-- Passage shown follows --

At the same time, if Madeline works too hard speaking or otherwise advocating for herself, it can trigger a crash that could send her to hospital, where doctors can’t help her because they don’t recognize her illness. This increases the number and frequency of treatments needed to keep her stable and healthy and will cause her to use her limited funds more quickly.
And after the pressure on her arm from having her blood pressure taken at the hospital worsened a crash two years ago, Madeline avoids going to the hospital, and has only been a few times since. “There is no help for me there.”
Madeline says in an ideal world the province, which is aware of her situation through multiple meetings with her advocates and elected officials, would have funded her treatment and support long before her condition worsened to this point.
“I shouldn’t have to beg for my life,” Madeline said.
When Madeline met with the doctor for MAID, she told Madeline she had seen ME/CFS patients before.

-- Passage shown concluded --
-- Exercise data follows --

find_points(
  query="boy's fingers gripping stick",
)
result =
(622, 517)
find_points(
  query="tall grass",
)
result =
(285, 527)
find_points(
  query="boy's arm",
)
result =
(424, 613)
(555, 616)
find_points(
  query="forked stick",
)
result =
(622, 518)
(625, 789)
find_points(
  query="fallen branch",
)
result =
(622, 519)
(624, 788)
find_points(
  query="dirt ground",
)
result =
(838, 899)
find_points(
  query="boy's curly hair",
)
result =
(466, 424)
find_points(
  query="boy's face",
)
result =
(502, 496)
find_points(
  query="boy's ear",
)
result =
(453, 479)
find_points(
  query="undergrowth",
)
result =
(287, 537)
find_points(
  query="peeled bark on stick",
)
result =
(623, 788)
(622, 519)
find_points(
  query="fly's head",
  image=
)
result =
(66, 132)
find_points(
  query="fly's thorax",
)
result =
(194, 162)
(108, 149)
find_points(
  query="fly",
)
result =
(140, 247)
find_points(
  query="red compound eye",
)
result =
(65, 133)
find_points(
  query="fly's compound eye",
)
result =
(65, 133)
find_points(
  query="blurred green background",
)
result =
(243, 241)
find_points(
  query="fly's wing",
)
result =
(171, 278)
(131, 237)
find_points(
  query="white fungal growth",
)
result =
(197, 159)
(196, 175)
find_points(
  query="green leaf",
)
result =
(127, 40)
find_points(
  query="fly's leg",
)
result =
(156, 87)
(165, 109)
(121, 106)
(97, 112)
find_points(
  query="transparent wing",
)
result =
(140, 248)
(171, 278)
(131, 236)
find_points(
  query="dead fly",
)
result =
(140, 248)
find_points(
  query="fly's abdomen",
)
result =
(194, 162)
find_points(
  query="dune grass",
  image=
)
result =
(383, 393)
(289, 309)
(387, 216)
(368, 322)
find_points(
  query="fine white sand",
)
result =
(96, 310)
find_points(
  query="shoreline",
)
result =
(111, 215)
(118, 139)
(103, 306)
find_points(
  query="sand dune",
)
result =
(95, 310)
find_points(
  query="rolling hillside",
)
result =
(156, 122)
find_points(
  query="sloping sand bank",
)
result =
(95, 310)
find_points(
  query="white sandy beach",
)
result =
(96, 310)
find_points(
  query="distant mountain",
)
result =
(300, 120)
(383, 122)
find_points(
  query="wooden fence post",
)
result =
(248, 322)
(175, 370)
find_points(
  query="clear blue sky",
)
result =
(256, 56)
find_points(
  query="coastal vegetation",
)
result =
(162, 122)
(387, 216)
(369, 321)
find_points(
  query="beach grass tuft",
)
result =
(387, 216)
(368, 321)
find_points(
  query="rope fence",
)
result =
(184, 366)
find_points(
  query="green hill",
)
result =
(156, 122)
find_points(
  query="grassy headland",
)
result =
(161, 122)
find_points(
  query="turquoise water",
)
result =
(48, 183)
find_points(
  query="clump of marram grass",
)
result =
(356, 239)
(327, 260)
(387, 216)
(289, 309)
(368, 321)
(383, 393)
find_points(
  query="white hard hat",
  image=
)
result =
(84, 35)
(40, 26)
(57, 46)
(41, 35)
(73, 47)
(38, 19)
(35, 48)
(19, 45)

-- Exercise data concluded --

### Work instruction
Answer these questions from the passage about Madeline:
1. What can happen if Madeline works too hard speaking or advocating for herself?
2. What worsened a crash two years ago?
3. What did the doctor for MAID tell Madeline?
The listing is separate material and has no connection to the passage about Madeline.

### Response box
1. It can trigger a crash that could send her to hospital.
2. The pressure on her arm from having her blood pressure taken at the hospital.
3. She had seen ME/CFS patients before.